#### Passage shown:
↓↓↓
In the following simulations, various three-arm antennas with 53° apex angle are designed at the input end of a silver nanowire (80 nm diameter, 10.5 μm long), as shown in Fig. 3a. The antenna structure can be used to modify the coupling direction and intensity of SPP field by using different antenna arm lengths, incident wavelengths, and incident angles.
https://static-content.springer.com/image/art%3A10.1007%2Fs11468-009-9115-1/MediaObjects/11468_2009_9115_Fig3_HTML.gif
Fig. 3

a Schematic of the three-arm triangle antenna and silver nanowire. P-polarized light illuminates the input end under the 5° incident angle. b Simulation mesh grids for the wire–antenna structure and SPP propagation space. Average electric field intensities of areas A and B are calculated for the enhancement factors

Figure 3b shows the simulation mesh of the nanowire–nanoantenna structure. The average electric field intensity (|E|2) in regions A (Iin) and B (Iout) are calculated for the enhancement factors. To minimize the numerical errors, distinguished simulation cell grids are applied in different areas. Grid of 2×3 nm is utilized in the antenna gap area of antennas, and grid of 10 nm is used to mesh the other simulation space.
↑↑↑
#### Supplied data:
↓↓↓
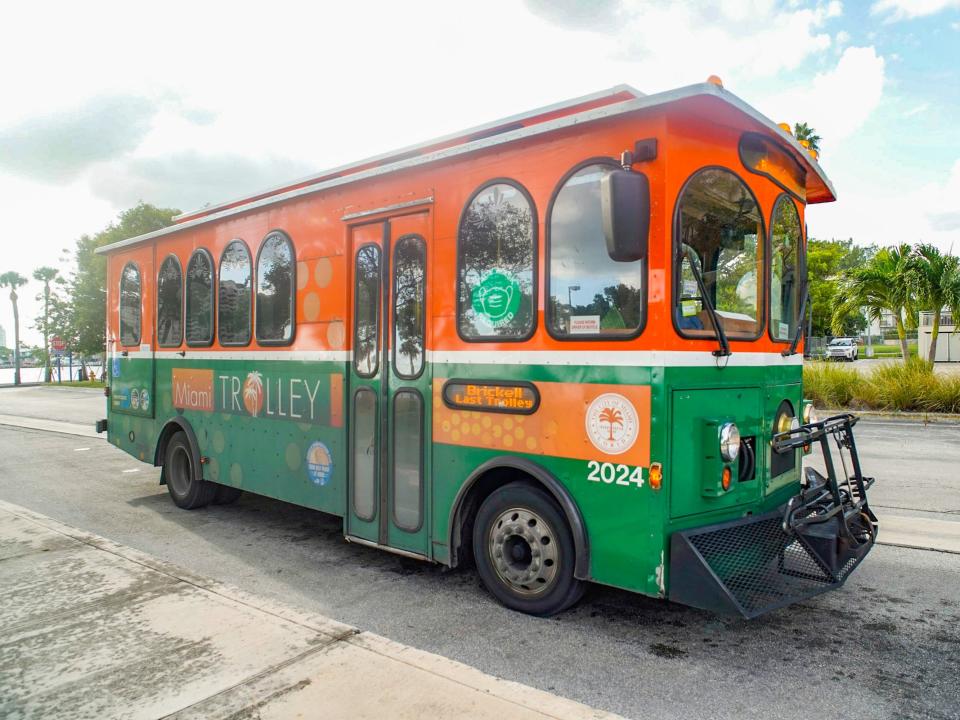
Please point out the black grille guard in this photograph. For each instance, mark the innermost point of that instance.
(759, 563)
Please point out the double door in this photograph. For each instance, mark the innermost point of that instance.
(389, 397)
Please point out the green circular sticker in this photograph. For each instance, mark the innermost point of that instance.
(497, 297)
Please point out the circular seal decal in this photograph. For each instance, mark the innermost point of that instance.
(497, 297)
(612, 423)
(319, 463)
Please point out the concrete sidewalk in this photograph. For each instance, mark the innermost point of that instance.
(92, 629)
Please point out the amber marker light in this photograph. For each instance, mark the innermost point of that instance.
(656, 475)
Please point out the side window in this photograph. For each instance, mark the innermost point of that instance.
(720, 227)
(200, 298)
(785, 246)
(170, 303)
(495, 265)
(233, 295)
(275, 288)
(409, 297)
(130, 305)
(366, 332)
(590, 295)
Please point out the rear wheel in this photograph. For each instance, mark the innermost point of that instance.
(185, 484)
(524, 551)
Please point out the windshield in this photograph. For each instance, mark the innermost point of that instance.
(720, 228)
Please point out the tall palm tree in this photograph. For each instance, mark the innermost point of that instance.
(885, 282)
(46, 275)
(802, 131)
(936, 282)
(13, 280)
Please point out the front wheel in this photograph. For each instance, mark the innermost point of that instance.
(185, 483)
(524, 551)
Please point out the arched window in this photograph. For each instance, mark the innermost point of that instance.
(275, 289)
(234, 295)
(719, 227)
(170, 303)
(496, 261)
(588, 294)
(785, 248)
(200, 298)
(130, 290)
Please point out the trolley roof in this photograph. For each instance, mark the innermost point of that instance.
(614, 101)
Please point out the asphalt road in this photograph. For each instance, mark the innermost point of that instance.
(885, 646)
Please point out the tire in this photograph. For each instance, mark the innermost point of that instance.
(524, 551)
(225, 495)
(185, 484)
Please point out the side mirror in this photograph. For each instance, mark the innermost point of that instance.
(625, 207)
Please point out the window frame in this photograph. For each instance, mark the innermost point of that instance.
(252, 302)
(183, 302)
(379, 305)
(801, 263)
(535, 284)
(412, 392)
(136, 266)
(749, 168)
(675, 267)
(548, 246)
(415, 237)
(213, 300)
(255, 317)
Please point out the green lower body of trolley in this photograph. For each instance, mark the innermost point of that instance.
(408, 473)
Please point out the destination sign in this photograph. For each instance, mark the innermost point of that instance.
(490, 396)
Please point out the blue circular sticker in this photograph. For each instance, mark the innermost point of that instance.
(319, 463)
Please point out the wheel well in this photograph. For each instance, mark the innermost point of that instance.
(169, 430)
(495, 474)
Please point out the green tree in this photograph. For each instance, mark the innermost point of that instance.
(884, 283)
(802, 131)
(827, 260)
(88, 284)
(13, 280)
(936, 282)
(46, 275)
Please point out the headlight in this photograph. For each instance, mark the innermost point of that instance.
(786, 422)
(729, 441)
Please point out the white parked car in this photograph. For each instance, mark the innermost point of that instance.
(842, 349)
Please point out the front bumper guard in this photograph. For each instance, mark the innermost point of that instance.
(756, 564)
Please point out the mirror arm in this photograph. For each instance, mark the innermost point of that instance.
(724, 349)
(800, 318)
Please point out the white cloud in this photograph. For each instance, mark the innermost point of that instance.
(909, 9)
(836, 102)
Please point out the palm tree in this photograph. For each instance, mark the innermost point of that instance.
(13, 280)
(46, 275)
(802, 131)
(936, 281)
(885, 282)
↑↑↑
↓↓↓
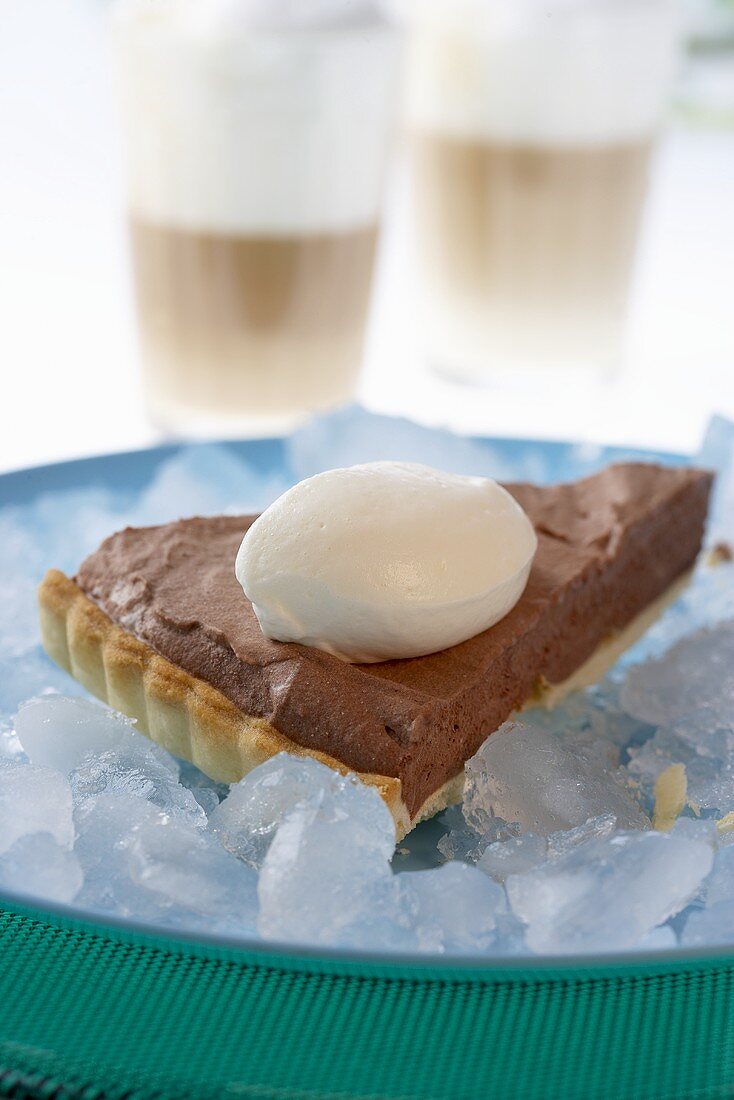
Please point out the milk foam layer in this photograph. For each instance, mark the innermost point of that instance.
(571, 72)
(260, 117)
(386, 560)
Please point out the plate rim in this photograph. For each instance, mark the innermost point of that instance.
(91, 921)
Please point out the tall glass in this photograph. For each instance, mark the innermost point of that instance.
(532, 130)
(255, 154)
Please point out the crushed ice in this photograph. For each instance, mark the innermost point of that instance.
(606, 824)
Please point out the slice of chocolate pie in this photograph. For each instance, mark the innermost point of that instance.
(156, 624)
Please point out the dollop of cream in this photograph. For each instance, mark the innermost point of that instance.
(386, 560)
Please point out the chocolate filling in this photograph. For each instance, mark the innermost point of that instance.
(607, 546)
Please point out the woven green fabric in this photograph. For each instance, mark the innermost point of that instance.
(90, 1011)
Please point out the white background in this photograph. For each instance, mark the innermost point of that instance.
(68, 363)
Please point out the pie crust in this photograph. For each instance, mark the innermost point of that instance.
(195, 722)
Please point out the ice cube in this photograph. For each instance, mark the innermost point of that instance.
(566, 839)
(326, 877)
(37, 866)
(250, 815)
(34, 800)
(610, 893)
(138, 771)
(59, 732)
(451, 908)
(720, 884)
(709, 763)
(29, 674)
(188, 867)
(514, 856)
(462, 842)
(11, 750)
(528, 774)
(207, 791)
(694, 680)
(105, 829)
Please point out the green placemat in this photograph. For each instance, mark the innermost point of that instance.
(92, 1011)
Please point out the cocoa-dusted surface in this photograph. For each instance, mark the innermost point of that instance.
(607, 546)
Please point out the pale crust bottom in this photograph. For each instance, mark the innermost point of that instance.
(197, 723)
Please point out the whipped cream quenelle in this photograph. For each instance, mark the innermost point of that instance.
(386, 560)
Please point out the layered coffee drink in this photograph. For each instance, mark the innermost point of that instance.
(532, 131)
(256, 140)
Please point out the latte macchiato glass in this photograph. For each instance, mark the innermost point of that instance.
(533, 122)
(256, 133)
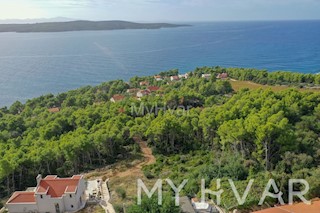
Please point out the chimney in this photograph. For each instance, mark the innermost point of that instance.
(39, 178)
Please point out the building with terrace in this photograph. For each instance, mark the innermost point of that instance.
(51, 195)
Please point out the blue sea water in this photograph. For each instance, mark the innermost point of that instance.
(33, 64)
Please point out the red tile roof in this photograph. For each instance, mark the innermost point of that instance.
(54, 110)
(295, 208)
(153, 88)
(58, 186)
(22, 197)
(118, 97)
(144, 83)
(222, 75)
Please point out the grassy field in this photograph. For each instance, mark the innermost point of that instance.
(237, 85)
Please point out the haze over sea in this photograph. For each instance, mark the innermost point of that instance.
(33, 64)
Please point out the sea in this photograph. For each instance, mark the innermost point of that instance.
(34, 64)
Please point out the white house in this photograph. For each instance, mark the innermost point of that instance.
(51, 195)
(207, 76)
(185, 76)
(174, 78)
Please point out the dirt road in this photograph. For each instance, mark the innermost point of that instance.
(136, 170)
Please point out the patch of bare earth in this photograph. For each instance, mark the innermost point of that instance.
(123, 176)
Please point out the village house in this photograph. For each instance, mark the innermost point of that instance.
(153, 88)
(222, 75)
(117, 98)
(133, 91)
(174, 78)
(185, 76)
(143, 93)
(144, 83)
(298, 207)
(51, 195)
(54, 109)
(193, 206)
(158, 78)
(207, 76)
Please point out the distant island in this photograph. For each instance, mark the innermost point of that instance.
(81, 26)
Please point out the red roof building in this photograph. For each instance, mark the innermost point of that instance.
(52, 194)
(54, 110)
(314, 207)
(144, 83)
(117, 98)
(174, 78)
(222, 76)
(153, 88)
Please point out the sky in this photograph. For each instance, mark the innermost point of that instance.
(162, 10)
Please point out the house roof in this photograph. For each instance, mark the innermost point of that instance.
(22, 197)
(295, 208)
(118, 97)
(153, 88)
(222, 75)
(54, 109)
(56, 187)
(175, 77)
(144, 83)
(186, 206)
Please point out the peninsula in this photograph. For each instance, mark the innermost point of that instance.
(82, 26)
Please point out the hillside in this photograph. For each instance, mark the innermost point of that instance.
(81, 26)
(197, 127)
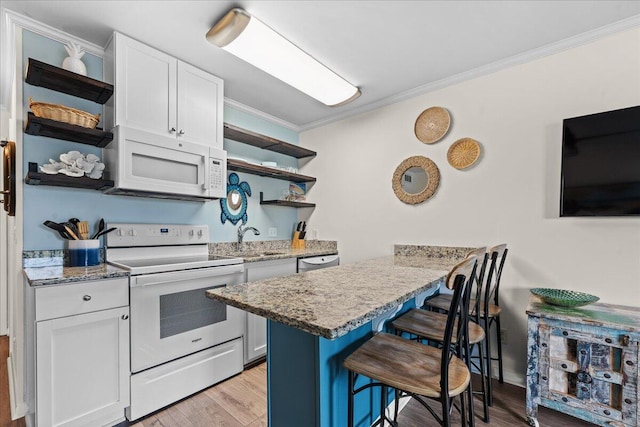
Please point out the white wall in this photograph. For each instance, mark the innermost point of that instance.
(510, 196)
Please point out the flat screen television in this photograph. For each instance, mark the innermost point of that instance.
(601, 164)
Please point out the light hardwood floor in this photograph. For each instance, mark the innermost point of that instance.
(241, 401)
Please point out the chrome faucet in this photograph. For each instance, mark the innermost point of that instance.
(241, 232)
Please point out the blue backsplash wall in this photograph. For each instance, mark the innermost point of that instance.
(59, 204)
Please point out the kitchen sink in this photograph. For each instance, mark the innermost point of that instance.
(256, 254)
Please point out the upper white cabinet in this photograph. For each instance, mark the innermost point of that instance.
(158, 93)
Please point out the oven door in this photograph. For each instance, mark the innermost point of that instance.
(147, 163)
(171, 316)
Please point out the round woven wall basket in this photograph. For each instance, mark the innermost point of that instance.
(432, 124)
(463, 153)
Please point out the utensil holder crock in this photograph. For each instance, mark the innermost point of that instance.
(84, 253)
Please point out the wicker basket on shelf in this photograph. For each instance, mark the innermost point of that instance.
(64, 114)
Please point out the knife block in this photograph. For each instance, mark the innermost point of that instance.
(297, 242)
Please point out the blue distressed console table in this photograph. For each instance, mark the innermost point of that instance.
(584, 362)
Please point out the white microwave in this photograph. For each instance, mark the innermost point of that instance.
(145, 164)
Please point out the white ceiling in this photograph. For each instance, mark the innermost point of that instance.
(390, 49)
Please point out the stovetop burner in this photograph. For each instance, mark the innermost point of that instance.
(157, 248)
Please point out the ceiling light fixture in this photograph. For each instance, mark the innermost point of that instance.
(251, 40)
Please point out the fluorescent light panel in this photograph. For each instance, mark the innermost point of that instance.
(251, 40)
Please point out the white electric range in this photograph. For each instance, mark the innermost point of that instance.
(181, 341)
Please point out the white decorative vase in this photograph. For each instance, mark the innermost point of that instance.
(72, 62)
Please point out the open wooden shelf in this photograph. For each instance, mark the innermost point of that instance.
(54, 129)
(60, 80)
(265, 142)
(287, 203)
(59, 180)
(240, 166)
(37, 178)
↑↑↑
↓↓↓
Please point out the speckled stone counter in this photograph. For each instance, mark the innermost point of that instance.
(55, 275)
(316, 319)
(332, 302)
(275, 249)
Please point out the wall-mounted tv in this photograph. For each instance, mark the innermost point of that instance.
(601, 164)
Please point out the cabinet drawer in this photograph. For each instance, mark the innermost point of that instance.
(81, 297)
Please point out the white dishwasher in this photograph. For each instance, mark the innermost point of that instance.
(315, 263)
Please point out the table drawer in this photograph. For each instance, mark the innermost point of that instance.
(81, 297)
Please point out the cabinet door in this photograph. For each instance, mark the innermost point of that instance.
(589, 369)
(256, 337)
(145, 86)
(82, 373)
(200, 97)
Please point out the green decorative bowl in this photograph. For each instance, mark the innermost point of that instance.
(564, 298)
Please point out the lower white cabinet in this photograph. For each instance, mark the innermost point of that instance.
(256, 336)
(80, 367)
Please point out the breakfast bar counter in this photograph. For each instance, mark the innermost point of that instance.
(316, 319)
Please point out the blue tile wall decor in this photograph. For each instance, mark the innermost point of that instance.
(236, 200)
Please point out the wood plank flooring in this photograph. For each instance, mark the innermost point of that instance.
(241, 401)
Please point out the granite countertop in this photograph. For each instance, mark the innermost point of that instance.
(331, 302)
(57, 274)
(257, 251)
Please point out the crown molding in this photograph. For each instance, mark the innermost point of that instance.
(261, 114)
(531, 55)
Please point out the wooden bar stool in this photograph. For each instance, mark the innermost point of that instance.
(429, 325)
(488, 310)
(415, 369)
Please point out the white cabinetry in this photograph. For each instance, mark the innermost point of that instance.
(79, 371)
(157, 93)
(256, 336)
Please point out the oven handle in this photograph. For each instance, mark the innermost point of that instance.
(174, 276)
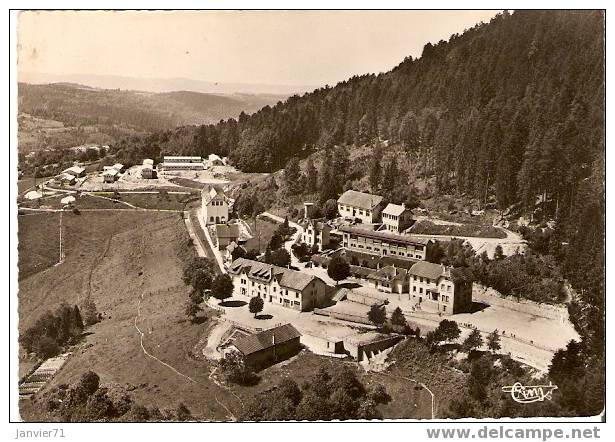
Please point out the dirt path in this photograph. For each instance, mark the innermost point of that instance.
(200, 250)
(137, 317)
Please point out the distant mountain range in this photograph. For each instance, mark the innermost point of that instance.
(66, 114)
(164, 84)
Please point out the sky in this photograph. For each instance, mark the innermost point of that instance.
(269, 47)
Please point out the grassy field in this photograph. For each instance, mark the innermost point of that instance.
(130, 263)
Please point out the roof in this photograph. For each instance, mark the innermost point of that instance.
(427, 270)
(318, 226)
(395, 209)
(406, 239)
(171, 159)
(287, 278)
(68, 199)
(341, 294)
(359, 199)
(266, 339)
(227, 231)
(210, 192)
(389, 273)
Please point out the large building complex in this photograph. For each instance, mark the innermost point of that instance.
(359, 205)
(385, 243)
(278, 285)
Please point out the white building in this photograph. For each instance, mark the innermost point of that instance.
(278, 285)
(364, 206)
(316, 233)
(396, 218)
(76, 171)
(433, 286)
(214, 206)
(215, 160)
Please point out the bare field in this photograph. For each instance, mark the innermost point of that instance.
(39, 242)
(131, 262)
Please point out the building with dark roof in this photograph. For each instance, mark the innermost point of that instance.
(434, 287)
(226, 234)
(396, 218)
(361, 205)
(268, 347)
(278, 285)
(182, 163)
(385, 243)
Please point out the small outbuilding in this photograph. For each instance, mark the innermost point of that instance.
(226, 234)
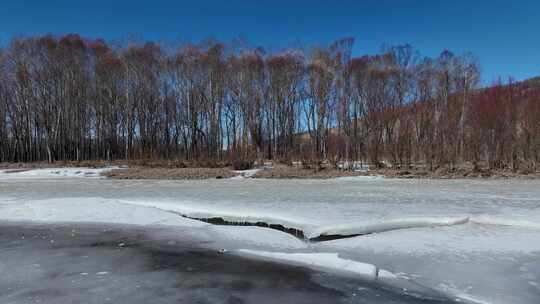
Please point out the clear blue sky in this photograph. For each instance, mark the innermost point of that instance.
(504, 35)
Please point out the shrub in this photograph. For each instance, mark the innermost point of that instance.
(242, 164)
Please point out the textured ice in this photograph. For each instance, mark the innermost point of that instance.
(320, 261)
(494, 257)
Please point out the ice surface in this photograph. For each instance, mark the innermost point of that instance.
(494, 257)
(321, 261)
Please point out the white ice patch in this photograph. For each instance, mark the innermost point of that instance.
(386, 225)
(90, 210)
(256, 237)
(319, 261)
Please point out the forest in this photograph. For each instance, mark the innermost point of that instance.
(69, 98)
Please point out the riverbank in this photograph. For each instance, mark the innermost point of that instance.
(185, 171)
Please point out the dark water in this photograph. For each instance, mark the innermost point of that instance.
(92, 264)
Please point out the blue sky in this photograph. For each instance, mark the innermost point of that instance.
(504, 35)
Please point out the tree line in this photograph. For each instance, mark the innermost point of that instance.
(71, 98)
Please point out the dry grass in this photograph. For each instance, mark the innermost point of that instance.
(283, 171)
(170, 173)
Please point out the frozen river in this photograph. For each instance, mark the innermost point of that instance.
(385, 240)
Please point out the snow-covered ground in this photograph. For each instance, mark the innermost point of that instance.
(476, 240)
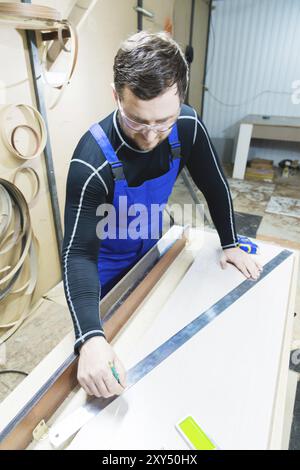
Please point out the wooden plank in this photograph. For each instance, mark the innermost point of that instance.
↑↑↑
#### Set exercise 1:
In the passage on nanowire antennas, what grid size is applied in the antenna gap area?
#### Set exercise 2:
Quote the passage on nanowire antennas between "a Schematic of" and "other simulation space.", inclusive.
The lines are not needed here.

#### Exercise output 1:
2×3 nm

#### Exercise output 2:
a Schematic of the three-arm triangle antenna and silver nanowire. P-polarized light illuminates the input end under the 5° incident angle. b Simulation mesh grids for the wire–antenna structure and SPP propagation space. Average electric field intensities of areas A and B are calculated for the enhancement factors

Figure 3b shows the simulation mesh of the nanowire–nanoantenna structure. The average electric field intensity (|E|2) in regions A (Iin) and B (Iout) are calculated for the enhancement factors. To minimize the numerical errors, distinguished simulation cell grids are applied in different areas. Grid of 2×3 nm is utilized in the antenna gap area of antennas, and grid of 10 nm is used to mesh the other simulation space.